__DATA PROVIDED__.
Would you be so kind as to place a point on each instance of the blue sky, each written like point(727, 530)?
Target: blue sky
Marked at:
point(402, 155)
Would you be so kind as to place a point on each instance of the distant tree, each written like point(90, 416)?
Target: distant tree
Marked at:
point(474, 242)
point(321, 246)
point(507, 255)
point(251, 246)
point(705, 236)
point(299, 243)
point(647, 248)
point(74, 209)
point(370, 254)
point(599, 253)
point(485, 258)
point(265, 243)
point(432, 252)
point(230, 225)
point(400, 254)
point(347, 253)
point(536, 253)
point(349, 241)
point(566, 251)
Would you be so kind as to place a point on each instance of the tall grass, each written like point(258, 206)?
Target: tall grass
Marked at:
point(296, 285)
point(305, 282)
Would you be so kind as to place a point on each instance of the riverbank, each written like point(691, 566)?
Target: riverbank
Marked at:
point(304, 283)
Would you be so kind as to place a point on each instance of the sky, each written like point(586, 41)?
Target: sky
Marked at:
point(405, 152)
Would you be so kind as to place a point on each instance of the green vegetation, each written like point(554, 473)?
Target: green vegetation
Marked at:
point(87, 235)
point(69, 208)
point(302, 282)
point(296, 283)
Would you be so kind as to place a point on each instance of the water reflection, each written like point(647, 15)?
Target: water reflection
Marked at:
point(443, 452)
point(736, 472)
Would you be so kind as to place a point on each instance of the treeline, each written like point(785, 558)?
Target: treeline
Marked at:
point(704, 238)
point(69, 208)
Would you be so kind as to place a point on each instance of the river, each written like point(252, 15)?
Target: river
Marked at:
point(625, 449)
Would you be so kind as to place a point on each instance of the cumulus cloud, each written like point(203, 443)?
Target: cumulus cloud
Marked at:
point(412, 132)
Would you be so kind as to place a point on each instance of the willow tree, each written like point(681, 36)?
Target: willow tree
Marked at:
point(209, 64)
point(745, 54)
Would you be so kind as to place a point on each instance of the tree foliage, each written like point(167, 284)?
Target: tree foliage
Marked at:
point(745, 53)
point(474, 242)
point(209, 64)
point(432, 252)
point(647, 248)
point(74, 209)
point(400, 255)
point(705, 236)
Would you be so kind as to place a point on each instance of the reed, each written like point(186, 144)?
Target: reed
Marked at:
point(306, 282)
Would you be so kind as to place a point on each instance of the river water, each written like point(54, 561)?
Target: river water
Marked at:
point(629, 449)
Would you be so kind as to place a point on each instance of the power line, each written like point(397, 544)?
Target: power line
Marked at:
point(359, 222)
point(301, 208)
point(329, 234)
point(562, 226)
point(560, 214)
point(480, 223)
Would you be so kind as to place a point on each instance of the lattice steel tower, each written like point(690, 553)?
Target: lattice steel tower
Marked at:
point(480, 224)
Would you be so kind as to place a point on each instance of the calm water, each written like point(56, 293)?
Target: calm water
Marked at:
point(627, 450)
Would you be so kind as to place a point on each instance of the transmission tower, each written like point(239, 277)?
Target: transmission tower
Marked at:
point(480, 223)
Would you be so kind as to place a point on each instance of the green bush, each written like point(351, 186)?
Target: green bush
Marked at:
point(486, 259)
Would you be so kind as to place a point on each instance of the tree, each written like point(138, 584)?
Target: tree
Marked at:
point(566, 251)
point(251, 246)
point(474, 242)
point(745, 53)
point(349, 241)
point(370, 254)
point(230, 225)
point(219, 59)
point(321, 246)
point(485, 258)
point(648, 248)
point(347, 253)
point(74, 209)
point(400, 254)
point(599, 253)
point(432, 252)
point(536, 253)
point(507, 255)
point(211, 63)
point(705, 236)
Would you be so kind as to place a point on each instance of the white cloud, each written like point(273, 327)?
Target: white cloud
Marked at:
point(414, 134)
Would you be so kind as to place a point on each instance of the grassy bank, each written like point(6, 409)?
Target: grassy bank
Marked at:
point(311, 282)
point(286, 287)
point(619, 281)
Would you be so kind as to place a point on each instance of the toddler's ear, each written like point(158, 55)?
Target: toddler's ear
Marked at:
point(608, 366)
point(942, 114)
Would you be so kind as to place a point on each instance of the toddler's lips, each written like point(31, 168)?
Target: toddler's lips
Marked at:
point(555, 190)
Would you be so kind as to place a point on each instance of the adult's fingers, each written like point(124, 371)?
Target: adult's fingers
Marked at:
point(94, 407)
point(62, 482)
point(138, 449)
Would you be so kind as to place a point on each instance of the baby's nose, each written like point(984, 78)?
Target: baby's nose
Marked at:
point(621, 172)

__TASK INSTRUCTIONS__. Give everything above from the item with "like point(586, 41)?" down to the item with "point(296, 283)", both ends included, as a two-column CSV with columns "instruction" and "points". Each item takes one row: its text in the first column and its answer in the second, each field in double quotes with line breaks turned into spaces.

__ANSWER TO THIS EXERCISE__.
instruction,points
"Would you be so kind as to place a point on each instance of the sky, each written like point(586, 41)? Target: sky Marked at:","point(405, 152)"
"Would you be so kind as to place a point on each instance of the green vegetation, each written like point(554, 473)? Target: green vegetation Marked at:","point(87, 235) point(69, 208) point(302, 282) point(296, 283)"